> **CHALLENGE**
Gather every line of the rows below that contains the string "pavement". Matching is case-sensitive.

> **EXTRACTED INFORMATION**
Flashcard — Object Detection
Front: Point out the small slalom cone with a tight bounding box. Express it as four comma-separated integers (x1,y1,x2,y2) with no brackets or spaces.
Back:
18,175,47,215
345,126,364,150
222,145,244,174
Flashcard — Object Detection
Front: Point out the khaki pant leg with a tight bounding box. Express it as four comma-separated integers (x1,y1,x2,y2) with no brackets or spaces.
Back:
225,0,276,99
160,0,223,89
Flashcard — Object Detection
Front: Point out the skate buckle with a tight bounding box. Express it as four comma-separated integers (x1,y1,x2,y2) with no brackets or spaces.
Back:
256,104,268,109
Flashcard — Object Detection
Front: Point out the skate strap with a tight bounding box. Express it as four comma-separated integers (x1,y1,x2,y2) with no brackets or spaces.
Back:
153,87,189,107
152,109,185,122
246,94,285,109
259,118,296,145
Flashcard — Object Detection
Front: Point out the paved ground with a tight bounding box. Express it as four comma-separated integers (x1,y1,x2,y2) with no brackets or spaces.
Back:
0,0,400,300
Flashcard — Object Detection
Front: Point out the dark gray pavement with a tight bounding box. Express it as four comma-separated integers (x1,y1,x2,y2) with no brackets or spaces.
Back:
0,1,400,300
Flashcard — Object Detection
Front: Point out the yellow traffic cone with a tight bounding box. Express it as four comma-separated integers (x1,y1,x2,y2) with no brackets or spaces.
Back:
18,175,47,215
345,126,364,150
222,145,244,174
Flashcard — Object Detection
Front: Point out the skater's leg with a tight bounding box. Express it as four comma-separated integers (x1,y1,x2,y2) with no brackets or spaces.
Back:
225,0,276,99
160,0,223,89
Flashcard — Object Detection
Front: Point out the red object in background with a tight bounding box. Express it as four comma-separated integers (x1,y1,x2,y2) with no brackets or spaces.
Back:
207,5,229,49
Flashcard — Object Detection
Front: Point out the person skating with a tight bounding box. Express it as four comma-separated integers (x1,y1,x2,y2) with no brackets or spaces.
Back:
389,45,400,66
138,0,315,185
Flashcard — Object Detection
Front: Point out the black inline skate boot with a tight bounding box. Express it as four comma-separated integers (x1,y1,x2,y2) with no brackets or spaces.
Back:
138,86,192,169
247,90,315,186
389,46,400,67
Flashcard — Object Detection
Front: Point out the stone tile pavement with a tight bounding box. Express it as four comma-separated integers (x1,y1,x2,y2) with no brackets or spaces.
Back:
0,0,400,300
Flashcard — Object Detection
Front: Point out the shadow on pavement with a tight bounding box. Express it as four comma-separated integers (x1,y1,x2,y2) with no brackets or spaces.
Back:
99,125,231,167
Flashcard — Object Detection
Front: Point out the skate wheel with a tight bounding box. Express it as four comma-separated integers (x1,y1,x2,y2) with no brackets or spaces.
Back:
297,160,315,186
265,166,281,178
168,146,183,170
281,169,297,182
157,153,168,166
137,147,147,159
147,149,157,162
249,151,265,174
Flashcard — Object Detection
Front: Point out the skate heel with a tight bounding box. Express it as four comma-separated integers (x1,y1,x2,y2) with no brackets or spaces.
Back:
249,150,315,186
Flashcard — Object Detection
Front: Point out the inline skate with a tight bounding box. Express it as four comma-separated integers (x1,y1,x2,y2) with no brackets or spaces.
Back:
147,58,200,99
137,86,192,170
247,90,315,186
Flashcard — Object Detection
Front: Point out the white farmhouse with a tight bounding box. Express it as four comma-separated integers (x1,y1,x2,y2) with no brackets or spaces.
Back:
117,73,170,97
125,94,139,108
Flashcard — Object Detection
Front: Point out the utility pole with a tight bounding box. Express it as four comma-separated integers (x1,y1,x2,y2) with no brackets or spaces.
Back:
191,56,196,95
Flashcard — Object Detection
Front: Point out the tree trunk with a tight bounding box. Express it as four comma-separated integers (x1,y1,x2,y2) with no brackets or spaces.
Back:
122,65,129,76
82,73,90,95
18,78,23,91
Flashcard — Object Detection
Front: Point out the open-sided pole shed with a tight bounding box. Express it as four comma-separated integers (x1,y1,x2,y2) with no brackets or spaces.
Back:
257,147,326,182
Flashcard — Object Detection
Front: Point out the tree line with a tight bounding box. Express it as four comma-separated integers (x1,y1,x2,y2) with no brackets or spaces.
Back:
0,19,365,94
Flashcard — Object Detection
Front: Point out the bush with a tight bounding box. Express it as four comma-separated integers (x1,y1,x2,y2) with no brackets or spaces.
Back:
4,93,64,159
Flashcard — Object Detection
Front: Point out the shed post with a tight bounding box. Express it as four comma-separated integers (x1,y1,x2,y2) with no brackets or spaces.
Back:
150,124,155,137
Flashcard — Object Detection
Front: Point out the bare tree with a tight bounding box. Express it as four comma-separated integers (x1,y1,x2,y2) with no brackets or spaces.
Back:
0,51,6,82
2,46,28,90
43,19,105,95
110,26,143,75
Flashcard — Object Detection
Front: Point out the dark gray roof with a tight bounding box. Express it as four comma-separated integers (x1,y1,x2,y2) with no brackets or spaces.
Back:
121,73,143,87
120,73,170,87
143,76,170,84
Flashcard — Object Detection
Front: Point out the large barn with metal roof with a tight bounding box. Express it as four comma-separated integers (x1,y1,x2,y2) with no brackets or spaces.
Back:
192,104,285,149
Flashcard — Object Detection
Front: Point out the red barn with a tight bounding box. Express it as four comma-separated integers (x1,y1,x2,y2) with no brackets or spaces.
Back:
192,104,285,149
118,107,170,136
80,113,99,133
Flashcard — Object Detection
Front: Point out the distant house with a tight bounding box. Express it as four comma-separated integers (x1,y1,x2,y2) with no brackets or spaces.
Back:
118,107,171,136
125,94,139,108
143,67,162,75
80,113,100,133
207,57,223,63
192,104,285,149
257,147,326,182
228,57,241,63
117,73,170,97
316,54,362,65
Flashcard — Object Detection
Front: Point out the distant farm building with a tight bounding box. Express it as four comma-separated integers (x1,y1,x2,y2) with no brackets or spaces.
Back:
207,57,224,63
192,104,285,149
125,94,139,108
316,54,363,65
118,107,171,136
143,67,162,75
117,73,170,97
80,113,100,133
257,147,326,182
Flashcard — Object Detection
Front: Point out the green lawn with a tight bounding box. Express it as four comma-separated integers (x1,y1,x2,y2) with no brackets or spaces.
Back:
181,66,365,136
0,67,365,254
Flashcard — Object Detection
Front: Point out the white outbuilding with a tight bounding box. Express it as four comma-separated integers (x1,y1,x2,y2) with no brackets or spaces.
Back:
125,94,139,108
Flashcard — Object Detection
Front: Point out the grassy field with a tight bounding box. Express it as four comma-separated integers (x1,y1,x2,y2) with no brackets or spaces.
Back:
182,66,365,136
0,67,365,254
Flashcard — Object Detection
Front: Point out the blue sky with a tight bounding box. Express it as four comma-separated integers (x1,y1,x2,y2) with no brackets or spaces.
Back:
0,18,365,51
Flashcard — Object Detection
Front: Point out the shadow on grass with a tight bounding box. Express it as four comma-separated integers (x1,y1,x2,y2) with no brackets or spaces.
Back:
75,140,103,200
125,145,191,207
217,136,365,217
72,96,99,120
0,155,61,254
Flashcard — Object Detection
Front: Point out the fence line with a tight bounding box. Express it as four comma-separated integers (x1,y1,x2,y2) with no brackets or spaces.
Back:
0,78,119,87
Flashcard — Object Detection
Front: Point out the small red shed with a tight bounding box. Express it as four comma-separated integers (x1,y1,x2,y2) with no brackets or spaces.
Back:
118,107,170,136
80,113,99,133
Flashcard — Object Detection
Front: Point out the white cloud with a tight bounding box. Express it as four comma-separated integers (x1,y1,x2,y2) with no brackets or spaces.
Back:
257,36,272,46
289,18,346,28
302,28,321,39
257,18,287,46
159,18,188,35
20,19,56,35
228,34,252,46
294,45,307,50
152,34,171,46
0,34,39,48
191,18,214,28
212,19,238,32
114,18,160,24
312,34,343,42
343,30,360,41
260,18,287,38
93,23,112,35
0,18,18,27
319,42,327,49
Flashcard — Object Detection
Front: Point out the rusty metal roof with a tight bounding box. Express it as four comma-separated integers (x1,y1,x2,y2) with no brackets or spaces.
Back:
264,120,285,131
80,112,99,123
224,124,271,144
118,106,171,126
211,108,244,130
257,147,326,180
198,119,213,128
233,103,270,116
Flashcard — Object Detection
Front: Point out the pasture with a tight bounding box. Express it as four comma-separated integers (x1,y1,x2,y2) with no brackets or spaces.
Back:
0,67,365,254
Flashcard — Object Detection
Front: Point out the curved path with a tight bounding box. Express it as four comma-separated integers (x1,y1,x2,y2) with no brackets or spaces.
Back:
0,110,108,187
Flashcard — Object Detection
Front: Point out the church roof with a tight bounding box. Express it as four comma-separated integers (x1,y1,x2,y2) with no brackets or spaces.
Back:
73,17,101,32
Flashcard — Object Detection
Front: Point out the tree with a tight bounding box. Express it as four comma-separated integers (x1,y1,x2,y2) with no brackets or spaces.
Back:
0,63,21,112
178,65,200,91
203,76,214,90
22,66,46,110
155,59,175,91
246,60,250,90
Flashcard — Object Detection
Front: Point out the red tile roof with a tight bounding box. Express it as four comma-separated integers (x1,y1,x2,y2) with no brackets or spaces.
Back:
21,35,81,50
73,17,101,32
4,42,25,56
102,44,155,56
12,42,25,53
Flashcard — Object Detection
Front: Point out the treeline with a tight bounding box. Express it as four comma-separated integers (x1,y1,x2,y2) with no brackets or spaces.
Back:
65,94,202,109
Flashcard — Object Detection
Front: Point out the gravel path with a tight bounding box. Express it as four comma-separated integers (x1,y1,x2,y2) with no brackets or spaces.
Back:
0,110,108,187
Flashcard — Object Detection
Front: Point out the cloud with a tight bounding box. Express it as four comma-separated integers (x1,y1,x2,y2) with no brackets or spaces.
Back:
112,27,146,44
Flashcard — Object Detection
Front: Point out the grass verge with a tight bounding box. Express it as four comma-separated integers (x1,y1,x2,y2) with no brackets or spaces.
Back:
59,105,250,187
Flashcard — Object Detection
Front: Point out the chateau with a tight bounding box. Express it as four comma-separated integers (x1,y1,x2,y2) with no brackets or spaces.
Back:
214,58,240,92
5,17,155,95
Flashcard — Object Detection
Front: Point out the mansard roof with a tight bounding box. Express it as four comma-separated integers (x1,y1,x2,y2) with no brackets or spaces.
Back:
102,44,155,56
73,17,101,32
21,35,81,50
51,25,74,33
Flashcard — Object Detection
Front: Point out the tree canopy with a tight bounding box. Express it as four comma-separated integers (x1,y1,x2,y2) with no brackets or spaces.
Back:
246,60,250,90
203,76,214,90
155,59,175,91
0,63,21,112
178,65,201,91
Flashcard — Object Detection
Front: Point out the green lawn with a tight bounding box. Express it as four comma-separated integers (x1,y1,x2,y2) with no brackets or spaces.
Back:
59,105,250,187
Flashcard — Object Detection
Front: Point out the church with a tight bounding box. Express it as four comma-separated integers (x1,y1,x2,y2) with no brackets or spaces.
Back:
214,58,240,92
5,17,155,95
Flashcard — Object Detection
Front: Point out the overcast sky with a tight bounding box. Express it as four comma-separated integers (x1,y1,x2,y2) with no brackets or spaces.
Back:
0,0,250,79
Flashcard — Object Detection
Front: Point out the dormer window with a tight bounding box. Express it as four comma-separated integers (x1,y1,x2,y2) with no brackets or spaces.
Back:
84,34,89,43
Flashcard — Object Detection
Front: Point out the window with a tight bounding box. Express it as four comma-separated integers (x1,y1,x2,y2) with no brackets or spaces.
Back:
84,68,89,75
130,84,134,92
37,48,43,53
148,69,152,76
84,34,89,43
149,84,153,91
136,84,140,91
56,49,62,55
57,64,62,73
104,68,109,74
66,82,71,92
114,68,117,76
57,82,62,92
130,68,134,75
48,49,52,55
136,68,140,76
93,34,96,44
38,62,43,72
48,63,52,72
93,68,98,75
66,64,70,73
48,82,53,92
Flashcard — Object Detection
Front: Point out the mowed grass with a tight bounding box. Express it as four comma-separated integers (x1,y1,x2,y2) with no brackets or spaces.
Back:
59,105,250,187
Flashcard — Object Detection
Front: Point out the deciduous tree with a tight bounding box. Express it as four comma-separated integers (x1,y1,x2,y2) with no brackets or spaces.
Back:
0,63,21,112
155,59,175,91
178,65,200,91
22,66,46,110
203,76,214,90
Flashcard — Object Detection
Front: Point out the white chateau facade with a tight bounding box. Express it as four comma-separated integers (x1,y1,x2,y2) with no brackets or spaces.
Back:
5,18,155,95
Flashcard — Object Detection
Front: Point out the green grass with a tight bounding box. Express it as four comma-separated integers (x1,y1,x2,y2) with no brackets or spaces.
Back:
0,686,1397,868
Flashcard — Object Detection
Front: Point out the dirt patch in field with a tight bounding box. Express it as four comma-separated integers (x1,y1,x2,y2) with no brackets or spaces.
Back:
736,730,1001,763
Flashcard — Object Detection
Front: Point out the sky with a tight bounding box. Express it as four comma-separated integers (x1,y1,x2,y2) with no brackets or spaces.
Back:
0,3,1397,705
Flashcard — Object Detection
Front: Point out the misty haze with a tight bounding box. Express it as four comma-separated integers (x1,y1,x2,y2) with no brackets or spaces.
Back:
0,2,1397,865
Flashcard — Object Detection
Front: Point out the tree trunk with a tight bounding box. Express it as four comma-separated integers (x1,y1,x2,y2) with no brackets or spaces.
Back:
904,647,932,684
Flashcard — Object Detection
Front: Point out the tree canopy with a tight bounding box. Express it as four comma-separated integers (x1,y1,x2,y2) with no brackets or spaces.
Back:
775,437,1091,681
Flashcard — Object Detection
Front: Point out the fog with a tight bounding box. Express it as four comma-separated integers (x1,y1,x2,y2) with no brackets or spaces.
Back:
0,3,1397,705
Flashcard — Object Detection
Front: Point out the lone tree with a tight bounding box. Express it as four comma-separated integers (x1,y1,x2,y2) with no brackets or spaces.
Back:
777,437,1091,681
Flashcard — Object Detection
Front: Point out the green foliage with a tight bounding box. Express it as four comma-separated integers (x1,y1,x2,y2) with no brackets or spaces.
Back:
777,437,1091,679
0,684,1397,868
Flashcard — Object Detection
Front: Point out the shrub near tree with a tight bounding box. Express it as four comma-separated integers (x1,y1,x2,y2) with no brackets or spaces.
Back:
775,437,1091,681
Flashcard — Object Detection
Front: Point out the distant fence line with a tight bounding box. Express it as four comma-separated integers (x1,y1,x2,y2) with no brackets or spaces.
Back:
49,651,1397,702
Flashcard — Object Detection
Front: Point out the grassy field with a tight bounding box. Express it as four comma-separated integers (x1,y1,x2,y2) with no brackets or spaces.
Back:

> **THE ANSWER**
Front: Point out the dark gray pavement with a tight bounding box. Express it as four comma-separated integers (x1,y1,x2,y2) with no brackets or spaces.
Front: Point out the stone tile pavement with a tight bounding box. Express it as four comma-separated integers (x1,y1,x2,y2) with no brackets or spaces.
Front: Point out the shadow on pavement with a tight bounding box. Express it as four comma-separated integers (x1,y1,x2,y2) with no brackets or spaces.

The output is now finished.